• [PETUNJUK LATIHAN]
Tuliskan ulang kata demi kata bagian teks tentang pendidikan si kaya dan si miskin, dari "Rabu, 17 Agustus" sampai "bisa ikut bersekolah.", termasuk kedua bagian tersebut.

• [TEKS SUMBER]
□ □ □ □

Rabu, 17 Agustus 2011

PENDIDIKAN DAN KEBANGKITAN SI KAYA DAN SI MISKIN

Pendidikan dan kebangkitan tidak mengenal hari libur. Pendidikan harus terus bergulir, dan kebangkitan harus tetap tegak. Entah karena menyadari hal itu atau tidak, bangsa Indonesia ternyata tidak meliburkan Hari Pendidikan Nasional (2 Mei) dan Hari Kebangkitan Nasional (20 Mei).
Dalam keterpurukan, rakyat Indonesia tetap berlomba-lomba menyekolahkan anak. Mereka yang kaya, tak segan-segan mengeruk isi kocek jutaan sampai miliaran, untuk memasukkan anak-anak mereka ke lembaga-lembaga pendidikan bertaraf internasional dan terbaik, di dalam atau di luar negeri. Mereka yang miskin, tak peduli walau harus menggadaikan kepala, memaksa diri berlomba supaya anak-anak mereka bisa ikut bersekolah.
Bagi si kaya, bisa jadi menyekolahkan anak di lembaga pendidikan formal adalah formalitas belaka. Anak-anak mereka dikirim ke sekolah hanya untuk bersenang-senang dengan segala fasilitas, membeli berbagai ijasah, dan pulang untuk menerima jabatan atau perusahaan yang siap diwariskan.

□ □ □ □

• [DATA TERCATAT]

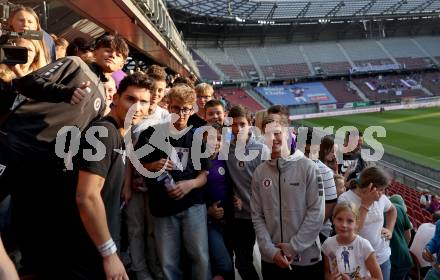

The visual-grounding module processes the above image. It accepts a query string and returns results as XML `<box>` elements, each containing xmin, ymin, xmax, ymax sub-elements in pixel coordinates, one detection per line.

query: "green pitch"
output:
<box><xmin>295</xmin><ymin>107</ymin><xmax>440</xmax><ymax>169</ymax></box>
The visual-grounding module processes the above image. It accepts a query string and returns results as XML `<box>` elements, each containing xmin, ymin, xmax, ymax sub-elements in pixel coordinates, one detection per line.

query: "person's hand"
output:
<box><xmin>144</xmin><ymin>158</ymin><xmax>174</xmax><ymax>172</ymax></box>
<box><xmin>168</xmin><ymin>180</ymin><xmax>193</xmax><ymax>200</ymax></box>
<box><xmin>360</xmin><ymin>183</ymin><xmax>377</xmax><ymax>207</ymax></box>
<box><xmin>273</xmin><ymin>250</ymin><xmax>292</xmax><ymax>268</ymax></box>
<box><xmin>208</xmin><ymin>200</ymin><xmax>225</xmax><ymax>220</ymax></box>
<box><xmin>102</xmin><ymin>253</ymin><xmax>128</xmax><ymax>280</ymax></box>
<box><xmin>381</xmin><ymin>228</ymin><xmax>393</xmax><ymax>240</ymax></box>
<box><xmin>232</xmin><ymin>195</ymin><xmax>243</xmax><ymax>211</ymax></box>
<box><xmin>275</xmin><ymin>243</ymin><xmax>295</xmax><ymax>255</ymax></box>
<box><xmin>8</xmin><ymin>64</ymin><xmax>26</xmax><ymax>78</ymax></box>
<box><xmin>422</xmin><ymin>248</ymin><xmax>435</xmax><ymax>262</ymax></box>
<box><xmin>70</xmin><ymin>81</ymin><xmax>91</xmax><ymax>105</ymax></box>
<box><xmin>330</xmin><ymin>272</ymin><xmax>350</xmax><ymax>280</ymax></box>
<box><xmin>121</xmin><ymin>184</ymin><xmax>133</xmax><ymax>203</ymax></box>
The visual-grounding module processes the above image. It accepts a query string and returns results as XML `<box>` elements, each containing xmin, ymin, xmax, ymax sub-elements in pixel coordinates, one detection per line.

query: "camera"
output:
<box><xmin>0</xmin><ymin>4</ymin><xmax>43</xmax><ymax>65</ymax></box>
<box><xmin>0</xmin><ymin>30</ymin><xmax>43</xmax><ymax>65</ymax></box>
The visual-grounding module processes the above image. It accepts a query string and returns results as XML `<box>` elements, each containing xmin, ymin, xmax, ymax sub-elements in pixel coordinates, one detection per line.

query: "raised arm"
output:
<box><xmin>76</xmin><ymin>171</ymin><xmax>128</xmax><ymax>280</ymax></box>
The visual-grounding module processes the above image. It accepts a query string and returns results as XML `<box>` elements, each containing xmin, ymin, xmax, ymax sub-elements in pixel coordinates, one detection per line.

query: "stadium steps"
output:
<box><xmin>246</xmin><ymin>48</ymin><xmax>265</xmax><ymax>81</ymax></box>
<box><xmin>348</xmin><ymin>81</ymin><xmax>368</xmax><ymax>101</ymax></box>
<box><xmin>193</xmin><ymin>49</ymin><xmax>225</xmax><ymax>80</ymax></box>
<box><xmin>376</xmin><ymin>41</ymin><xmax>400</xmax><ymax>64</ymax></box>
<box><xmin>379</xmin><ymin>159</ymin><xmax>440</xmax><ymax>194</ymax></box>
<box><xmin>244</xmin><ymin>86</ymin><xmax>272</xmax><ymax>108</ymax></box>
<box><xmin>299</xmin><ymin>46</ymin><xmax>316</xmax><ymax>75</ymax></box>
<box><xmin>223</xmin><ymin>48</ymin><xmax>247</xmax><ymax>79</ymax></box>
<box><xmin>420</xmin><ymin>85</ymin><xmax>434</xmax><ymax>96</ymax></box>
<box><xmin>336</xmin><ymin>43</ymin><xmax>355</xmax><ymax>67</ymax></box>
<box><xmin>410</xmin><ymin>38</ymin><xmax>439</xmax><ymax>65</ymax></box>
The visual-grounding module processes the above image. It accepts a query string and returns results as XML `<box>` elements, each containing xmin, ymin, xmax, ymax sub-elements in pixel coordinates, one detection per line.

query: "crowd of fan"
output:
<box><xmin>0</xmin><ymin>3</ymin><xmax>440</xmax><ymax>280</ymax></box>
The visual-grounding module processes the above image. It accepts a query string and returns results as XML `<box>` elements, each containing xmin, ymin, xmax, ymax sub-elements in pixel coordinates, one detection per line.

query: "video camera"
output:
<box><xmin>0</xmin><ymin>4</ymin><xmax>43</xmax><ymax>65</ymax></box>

□ □ □ □

• [JAWABAN]
Rabu, 17 Agustus 2011

PENDIDIKAN DAN KEBANGKITAN SI KAYA DAN SI MISKIN

Pendidikan dan kebangkitan tidak mengenal hari libur. Pendidikan harus terus bergulir, dan kebangkitan harus tetap tegak. Entah karena menyadari hal itu atau tidak, bangsa Indonesia ternyata tidak meliburkan Hari Pendidikan Nasional (2 Mei) dan Hari Kebangkitan Nasional (20 Mei).
Dalam keterpurukan, rakyat Indonesia tetap berlomba-lomba menyekolahkan anak. Mereka yang kaya, tak segan-segan mengeruk isi kocek jutaan sampai miliaran, untuk memasukkan anak-anak mereka ke lembaga-lembaga pendidikan bertaraf internasional dan terbaik, di dalam atau di luar negeri. Mereka yang miskin, tak peduli walau harus menggadaikan kepala, memaksa diri berlomba supaya anak-anak mereka bisa ikut bersekolah.